___ Text section

Maybe we’ll have our own nuclear disaster instead of having to import them from Japan! I wonder if they also designed these for a 5.8 earthquake followed in the same week by a hurricane?

The magnitude 5.8 earthquake that shook the East Coast on Tuesday was centered near a nuclear power plant, raising concerns that the facility could have been damaged.

North Anna Power Station, located about 10 miles from the epicenter, is running its safety systems on backup generators after the quake knocked out the plant’s outside power source.

[…] McIntyre said the NRC was closely monitoring the situation at the plant, which is owned by Dominion Power. An NRC resident inspector has been working with power company officials to inspect the facility and its complex systems for any cracks or other damage. So far, he said no damage had been found.

The quake hit along a fault in the Appalachian Mountains that has seen modest seismic activity in the past.

______

Parts of the exercise
1. Using the North Anna text, decide whether each statement agrees with it: (a) the plant sits about 10 miles from the epicenter; (b) the inspection turned up cracks in the facility; (c) Dominion Power owns the plant. Answer yes or no for each and quote the deciding words.
2. Retype the part of the North Anna text that opens with the words containing "The magnitude 5.8" and closes with "have been damaged.".
3. According to the North Anna text, what is powering the plant's safety systems after the quake?

___ Provided information

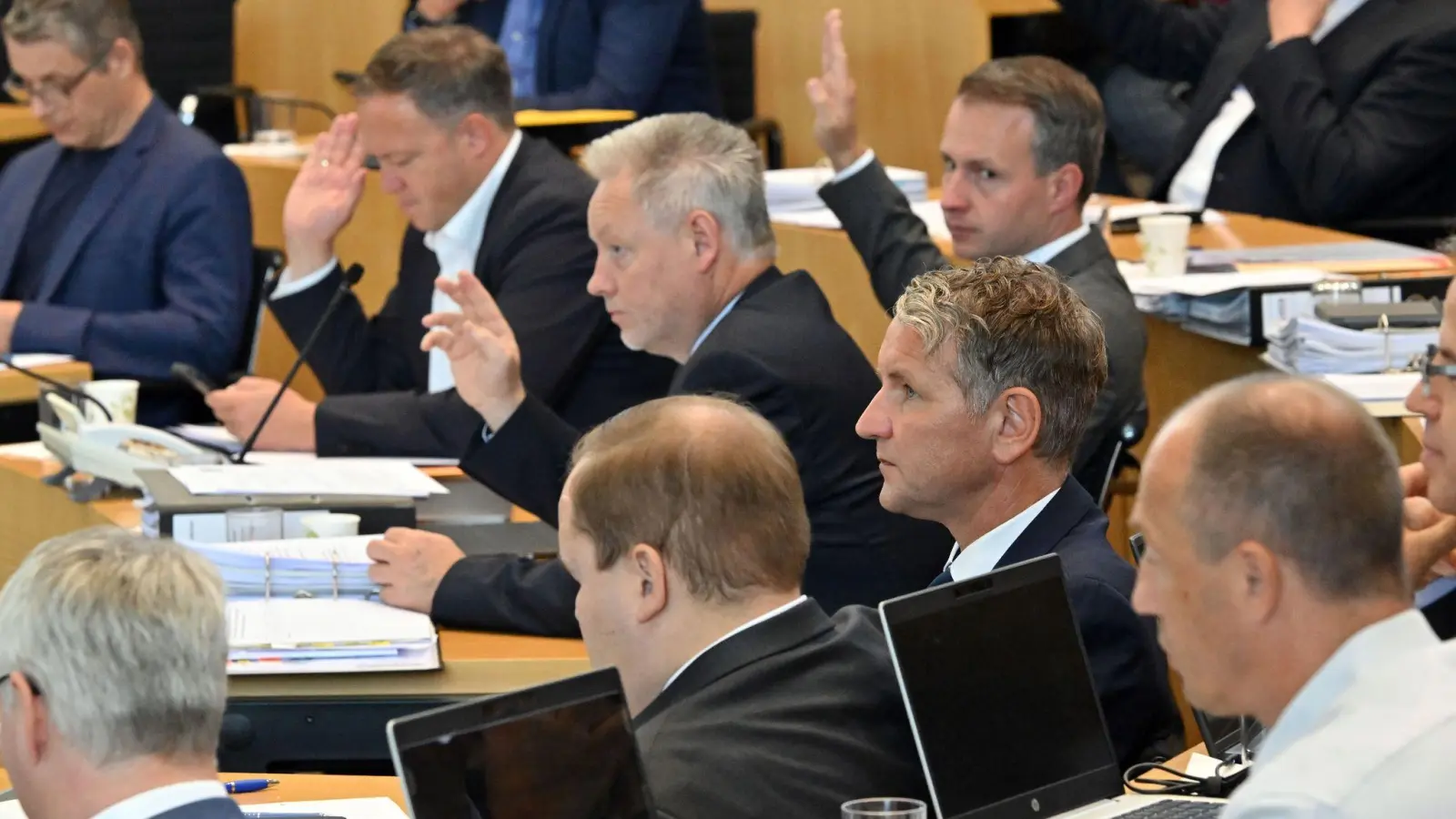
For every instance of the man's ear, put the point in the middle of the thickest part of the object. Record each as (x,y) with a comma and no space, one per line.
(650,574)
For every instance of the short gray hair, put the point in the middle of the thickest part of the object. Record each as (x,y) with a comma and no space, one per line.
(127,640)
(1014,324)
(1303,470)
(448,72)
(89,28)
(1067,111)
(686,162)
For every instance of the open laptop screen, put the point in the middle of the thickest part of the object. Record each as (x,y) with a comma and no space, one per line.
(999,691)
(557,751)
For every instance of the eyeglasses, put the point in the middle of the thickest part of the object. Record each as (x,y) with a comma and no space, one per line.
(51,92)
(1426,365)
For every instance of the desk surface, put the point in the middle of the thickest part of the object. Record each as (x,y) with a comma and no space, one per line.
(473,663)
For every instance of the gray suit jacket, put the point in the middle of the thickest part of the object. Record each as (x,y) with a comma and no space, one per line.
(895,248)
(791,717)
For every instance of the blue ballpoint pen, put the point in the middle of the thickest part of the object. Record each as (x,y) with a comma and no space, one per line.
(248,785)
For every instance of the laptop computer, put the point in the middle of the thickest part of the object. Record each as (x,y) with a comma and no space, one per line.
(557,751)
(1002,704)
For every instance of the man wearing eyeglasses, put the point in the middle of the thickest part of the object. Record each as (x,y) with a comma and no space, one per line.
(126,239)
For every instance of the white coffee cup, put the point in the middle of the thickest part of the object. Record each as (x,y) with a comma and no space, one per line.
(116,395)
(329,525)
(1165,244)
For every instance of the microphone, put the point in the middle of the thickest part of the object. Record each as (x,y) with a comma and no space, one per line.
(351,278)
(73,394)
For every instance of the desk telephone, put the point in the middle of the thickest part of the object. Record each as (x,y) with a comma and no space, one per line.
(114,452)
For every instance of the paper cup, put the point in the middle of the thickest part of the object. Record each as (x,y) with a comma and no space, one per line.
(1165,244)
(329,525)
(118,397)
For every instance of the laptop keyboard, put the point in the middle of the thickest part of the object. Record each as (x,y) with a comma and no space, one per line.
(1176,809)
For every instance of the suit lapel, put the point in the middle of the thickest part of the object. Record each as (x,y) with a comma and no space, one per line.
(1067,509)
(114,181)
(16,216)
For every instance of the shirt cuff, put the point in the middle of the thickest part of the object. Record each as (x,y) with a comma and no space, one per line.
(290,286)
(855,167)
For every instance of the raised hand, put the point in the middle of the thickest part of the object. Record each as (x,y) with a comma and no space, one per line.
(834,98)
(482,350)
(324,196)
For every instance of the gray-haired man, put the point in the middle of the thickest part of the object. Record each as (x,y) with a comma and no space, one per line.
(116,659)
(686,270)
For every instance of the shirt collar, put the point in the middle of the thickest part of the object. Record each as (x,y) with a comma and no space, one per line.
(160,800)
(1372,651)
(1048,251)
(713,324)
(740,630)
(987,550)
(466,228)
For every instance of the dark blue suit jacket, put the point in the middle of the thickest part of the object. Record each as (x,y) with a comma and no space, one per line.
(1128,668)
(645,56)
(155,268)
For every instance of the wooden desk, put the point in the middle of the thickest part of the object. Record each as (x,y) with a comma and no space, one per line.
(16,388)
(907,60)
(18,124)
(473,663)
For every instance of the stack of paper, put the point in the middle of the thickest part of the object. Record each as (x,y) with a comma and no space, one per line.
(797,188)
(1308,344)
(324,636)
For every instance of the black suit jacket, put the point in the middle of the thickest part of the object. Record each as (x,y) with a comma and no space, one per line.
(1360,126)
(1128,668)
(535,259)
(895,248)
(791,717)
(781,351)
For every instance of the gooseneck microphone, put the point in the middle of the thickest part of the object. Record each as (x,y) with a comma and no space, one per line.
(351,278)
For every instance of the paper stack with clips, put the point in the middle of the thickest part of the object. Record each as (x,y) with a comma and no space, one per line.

______

Solutions to the tasks
1.
(a) Yes: "located about 10 miles from the epicenter"
(b) No: "So far, he said no damage had been found."
(c) Yes: "which is owned by Dominion Power"

2.
The magnitude 5.8 earthquake that shook the East Coast on Tuesday was centered near a nuclear power plant, raising concerns that the facility could have been damaged.

3. Backup generators